──────── SUPPLIED MATERIAL

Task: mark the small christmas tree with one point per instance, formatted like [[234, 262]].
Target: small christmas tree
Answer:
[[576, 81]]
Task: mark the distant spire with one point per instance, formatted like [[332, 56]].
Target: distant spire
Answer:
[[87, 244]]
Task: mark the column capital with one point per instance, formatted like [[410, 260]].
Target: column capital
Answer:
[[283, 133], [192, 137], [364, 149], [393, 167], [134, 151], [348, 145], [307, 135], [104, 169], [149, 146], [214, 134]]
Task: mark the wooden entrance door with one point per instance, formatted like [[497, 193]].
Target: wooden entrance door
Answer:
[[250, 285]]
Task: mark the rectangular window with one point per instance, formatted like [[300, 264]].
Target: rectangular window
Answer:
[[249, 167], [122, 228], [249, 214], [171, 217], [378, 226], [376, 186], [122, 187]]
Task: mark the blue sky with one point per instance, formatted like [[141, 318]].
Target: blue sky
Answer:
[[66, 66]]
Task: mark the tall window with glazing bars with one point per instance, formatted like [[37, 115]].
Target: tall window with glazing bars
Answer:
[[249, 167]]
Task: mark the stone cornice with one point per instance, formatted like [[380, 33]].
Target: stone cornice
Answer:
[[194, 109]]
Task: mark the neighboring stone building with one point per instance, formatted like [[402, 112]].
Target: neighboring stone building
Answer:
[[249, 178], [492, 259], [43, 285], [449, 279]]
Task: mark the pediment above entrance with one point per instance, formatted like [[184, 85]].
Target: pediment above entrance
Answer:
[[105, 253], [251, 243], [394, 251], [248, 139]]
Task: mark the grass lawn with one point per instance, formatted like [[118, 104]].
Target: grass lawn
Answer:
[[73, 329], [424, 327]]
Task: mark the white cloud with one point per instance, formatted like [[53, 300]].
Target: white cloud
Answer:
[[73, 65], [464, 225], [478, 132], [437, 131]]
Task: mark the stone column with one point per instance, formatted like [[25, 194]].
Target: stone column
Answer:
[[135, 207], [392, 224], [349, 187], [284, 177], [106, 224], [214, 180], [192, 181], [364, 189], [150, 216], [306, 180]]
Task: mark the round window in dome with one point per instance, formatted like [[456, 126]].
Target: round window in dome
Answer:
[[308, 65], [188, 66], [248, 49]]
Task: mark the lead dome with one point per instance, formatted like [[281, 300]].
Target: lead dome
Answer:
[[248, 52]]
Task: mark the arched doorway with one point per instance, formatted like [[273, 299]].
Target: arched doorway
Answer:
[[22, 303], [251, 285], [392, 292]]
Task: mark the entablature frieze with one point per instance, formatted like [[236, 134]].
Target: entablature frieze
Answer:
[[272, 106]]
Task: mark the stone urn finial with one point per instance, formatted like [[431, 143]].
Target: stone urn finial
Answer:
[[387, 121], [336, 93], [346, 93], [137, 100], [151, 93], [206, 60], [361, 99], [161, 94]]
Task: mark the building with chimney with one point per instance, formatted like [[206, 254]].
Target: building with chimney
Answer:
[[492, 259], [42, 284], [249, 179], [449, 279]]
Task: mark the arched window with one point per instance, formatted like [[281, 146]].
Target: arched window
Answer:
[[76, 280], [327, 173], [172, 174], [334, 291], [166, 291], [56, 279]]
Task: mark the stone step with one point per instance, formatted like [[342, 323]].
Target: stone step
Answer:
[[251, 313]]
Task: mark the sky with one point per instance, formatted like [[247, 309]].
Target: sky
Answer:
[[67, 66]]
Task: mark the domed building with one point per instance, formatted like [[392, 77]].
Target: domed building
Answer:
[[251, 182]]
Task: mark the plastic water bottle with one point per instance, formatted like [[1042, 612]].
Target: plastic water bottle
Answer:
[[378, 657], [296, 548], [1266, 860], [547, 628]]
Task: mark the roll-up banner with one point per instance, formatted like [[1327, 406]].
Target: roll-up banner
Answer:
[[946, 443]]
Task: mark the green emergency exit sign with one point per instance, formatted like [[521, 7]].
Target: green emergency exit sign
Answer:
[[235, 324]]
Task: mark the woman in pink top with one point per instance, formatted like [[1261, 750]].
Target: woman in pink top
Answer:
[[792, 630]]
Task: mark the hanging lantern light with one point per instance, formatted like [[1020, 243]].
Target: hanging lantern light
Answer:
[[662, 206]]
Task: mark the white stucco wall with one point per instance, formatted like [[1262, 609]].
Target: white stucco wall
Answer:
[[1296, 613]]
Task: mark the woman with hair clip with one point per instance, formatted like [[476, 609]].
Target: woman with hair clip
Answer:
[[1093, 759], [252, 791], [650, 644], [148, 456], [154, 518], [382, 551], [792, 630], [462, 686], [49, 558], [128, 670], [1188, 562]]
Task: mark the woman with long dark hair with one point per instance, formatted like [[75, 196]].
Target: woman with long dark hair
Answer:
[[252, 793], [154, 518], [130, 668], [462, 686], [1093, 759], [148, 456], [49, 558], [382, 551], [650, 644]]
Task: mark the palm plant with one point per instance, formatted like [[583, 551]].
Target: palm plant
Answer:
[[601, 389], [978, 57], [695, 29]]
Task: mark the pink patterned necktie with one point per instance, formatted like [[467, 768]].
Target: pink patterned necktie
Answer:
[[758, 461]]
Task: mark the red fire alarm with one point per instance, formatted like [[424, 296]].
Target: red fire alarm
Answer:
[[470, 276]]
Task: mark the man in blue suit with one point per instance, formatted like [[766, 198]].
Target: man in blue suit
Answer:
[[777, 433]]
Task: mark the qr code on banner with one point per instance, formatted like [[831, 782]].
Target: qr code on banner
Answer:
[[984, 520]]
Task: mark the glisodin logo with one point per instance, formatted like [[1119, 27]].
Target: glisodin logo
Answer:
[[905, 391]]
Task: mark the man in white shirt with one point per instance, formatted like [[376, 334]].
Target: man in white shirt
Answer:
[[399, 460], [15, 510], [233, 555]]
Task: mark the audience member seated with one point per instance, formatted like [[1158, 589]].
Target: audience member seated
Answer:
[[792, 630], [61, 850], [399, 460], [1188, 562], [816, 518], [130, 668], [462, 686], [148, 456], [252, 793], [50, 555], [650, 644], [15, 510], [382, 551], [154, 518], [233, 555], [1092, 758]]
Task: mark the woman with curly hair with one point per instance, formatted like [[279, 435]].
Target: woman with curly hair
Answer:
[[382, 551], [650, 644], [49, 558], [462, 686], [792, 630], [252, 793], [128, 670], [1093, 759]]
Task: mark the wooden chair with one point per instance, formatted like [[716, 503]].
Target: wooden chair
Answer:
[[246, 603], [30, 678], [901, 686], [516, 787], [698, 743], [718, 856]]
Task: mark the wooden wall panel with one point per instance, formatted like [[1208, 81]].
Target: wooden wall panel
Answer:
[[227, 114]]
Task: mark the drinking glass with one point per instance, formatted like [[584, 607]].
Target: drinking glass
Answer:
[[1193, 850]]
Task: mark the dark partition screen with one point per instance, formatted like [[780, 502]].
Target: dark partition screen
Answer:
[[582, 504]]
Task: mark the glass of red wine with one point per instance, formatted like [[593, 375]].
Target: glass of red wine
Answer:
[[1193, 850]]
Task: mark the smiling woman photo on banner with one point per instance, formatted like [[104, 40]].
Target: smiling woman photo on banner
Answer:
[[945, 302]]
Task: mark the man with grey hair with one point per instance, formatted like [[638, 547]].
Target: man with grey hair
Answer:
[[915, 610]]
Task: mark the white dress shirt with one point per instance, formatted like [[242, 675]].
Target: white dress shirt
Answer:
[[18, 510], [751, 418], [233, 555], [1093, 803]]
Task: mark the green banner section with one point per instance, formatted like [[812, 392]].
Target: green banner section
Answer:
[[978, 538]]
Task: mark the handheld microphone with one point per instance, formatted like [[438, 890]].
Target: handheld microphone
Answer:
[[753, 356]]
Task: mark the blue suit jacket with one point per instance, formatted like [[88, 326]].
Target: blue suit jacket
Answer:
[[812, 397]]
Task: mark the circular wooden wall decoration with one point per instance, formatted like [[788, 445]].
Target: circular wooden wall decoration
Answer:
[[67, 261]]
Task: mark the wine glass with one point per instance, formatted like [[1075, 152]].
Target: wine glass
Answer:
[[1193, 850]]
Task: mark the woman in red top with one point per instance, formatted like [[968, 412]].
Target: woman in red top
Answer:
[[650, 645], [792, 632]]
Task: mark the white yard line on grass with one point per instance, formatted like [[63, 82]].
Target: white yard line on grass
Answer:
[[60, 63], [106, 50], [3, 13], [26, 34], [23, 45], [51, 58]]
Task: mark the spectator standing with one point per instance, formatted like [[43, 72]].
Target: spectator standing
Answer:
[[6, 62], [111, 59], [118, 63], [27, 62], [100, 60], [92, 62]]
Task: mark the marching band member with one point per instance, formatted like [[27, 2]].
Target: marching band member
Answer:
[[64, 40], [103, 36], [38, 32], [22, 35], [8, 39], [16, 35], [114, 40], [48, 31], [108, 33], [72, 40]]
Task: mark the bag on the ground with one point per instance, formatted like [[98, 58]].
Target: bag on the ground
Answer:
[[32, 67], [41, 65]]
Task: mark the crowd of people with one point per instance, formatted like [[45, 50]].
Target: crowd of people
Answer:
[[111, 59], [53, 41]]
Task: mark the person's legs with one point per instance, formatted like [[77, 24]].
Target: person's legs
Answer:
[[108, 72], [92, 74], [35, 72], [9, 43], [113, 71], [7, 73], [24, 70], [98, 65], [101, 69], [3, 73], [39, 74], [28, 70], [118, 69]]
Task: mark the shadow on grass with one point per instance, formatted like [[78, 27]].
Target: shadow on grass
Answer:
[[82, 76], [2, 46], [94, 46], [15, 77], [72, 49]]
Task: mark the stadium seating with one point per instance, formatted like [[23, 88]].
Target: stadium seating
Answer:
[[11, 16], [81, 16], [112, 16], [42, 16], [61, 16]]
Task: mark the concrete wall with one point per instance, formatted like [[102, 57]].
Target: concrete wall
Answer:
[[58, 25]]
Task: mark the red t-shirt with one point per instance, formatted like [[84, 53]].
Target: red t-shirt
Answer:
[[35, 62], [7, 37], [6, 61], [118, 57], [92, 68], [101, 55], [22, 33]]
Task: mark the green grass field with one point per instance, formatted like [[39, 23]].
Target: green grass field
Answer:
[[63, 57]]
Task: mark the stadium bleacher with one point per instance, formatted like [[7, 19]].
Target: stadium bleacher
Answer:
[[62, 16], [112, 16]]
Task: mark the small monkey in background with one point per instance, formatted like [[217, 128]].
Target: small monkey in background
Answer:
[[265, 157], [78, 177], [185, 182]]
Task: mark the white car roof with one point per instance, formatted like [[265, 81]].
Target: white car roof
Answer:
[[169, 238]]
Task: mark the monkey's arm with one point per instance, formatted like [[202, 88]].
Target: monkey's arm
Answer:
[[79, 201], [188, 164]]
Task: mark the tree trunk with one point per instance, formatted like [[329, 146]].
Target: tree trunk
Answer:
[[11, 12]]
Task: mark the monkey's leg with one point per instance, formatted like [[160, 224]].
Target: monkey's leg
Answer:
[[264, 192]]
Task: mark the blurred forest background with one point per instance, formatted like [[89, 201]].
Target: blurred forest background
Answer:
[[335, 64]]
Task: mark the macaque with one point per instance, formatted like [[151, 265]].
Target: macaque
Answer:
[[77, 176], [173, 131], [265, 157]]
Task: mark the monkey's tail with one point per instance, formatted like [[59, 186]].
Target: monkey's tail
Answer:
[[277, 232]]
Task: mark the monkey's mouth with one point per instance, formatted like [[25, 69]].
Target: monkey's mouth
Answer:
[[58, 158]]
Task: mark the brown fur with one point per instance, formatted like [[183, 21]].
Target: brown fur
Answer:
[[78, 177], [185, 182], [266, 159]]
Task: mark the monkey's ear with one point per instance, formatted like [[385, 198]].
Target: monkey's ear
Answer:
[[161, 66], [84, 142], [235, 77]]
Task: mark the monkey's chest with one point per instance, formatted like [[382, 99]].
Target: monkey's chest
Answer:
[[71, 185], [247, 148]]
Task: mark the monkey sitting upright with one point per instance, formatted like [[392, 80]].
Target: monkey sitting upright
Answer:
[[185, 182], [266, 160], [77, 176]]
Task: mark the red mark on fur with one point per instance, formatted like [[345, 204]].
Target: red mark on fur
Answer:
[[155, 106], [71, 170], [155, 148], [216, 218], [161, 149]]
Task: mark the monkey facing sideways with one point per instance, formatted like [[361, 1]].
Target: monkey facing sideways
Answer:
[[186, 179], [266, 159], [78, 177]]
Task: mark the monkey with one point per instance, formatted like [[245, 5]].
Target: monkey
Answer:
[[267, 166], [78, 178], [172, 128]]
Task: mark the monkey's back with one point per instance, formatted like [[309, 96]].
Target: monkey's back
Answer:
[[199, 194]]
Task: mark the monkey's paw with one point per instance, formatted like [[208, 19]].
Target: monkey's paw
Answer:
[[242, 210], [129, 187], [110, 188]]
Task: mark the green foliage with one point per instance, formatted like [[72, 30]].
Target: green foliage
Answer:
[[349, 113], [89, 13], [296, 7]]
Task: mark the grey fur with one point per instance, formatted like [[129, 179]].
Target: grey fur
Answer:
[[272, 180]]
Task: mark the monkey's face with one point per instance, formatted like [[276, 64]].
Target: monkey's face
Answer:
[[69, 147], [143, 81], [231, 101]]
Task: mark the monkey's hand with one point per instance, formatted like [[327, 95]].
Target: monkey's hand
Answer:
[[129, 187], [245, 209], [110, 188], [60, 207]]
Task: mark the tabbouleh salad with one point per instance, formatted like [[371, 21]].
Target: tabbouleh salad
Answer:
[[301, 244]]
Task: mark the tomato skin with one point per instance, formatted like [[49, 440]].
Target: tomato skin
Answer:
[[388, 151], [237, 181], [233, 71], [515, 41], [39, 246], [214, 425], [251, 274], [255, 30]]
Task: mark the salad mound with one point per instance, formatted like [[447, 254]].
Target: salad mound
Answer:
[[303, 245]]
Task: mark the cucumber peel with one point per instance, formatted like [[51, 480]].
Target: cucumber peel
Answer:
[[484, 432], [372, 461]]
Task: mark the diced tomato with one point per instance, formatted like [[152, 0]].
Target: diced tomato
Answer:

────────────────

● WHAT THE EXERCISE ASKS:
Rewrite the rows from the start of the records through the line holding "[[73, 329], [424, 327]]", inclusive, keeping the requests and increasing every coordinate in the answers by 12. Leave the format samples inside the requests unchanged.

● CORRECT RESPONSE:
Task: mark the small christmas tree with one point per instance, formatted like [[234, 262]].
Target: small christmas tree
Answer:
[[588, 93]]
Task: mark the distant spire with one point per instance, formatted like [[332, 56]].
Target: distant spire
Answer:
[[99, 256]]
Task: mark the column capital with one point per instance, formatted like [[410, 260]].
Target: column capital
Answer:
[[295, 145], [204, 149], [376, 161], [405, 179], [146, 163], [360, 157], [319, 147], [116, 181], [161, 158], [226, 146]]
Task: mark the wooden entrance door with one point per instance, formatted like [[497, 193]].
Target: wooden entrance door
Answer:
[[262, 297]]
Task: mark the rectangular window with one point per instance, formatted like [[300, 264]].
Target: rectangular window
Answer:
[[261, 179], [134, 240], [261, 226], [183, 229], [390, 238], [388, 198], [134, 199]]
Task: mark the blue sky with one point per instance, formatted like [[141, 318]].
Target: blue sky
Answer:
[[78, 78]]
Task: mark the tall window with glazing bars with one point per instance, formatted like [[37, 115]].
Target: tall window with glazing bars
Answer:
[[261, 179]]
Task: mark the stone cornice with one point per instance, formatted like [[380, 33]].
Target: stone cornice
Answer:
[[206, 121]]
Task: mark the neighboring stone building with one point per instance, formatted like [[402, 112]].
Target: neighboring stone building
Answer:
[[261, 190], [504, 271], [55, 297], [461, 291]]
Task: mark the pediment above entrance with one point per instance, formatted like [[184, 85]].
Target: pediment above entrance
Answer:
[[117, 265], [263, 255], [406, 263], [260, 151]]
Task: mark the grass lawn with one point per instance, formatted like [[118, 104]].
Target: grass lawn
Answer:
[[85, 341], [436, 339]]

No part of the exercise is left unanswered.